╭─ Supplied passage
There are 4 comments on this entry. (Reply.)
 
posted by (anonymous) at 11:00am on 2009-05-08
Newpapers blame everyone but themselves. I didn't see any actual reporters there either, and there haven't been for a long time. Because the newspapers cut their staff to satisfy Wall St. demands for ridiculous product margins.

Also, see this link: http://firedoglake.com/2009/05/07/be-the-change-you-want-to-see-david/

Local blogs hiring for this very position, while newspapers abandon their trust and whine.
eftychia: Fire extinguisher in front of US flag (savemynation)
posted by [personal profile] eftychia at 11:55am on 2009-05-08
The decline in newspapering by newspapers was addressed elsewhere in the essay, and acknowledged at the start of the last paragraph I quoted ("I didn't trip over a herd of hungry Sun reporters either, but that's the point"), but yeah, that's an aspect under-discussed in the places where I see the decline of newspapers being talked about. (It does come up, but seldom do I see it mentioned in articles that also compare/contrast newspapers and blogs, the one quoted today being an exception.)

I didn't know about blogs attempting to hire Reporters, but I saw it coming (I guessed it'd be later than this). Given that even if newspapers survive, many have abdicated this function (and many have thrown away what trust readers had had in them), newsblogs hiring reporters to do this had to happen. The question I have is whether it'll wind up being economically sustainable or a brief experiment -- I don't think America can afford for it not to somehow wind up working.
╰─
╭─ Supplied data
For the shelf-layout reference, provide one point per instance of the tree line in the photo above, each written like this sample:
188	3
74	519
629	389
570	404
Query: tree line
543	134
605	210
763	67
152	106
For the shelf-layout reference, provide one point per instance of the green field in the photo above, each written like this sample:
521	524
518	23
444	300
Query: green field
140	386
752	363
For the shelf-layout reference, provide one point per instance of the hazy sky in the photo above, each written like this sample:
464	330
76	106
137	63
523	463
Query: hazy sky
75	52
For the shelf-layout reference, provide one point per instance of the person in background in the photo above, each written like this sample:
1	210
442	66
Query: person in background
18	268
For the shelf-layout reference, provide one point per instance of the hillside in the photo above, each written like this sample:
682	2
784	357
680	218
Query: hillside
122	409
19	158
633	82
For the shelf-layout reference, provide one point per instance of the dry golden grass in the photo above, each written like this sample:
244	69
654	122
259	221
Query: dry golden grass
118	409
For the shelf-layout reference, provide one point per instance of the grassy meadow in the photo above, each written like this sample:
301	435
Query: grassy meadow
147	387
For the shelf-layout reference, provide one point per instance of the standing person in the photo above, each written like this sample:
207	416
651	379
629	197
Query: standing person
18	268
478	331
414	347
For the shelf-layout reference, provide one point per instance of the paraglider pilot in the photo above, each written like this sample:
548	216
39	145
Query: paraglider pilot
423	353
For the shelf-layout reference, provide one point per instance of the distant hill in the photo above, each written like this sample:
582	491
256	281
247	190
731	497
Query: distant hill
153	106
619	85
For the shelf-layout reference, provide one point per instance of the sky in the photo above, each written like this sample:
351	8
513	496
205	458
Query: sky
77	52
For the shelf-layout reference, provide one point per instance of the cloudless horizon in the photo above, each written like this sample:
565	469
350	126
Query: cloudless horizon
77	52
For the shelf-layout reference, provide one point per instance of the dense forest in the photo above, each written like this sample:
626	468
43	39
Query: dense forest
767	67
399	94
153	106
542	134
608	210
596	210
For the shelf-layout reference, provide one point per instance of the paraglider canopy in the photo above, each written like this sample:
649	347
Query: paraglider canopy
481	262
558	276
╰─
╭─ Supplied data
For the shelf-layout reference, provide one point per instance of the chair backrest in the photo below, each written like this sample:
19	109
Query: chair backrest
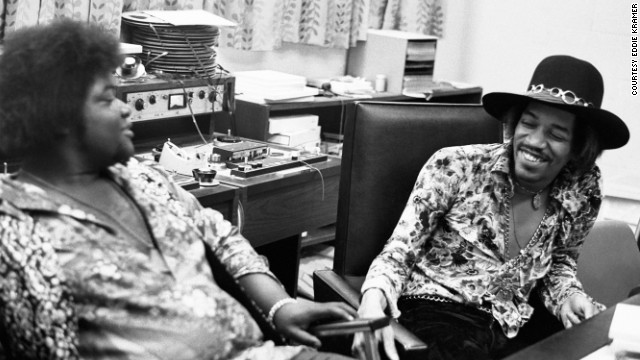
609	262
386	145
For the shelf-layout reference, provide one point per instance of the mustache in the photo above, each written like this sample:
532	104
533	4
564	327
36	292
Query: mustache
╰─
Given task: Write the next part of the comment thread on newspapers and blogs hiring reporters, picking up after its final sentence. The lines aren't needed here.

Response to the exercise:
posted by (anonymous) at 06:53pm on 2009-05-08
I fear that the newspaper is on its way to muddy death and, in the full sense of using that phrase, the death is the result of suicide. First, yes, the internet has made the newspaper a little pointless at least as far as an actual paper edition goes. Second, and perhaps more importantly, is the increasingly widespread American practice of the "product" that a corporation produces is increasingly irrelevant. The purpose of a corporation is to issue stock and manipulate its price. The fact that a service must be provided or a product manufactured for such an entity to exist is incidental and the quality of that product is irrelevant. If you can juggle the numbers for even a short time or lay off thousands of workers, you can reap the benefits on Wall Street.
Long term, it is a disaster. Short term, it's a dream for those at the top. And those at the bottom do not run things.
eftychia: Fire extinguisher in front of US flag (savemynation)
posted by [personal profile] eftychia at 07:01pm on 2009-05-08
*nod* What I took away from the quote, and the rest of the piece I clipped it from, was how dangerous it is to not have anyone doing what had been the job of newspapers, and that blogs aren't doing it yet (I hope they will; I hope they can) and newspapers have mostly stopped (for reasons akin to and overlapping the ones you cited).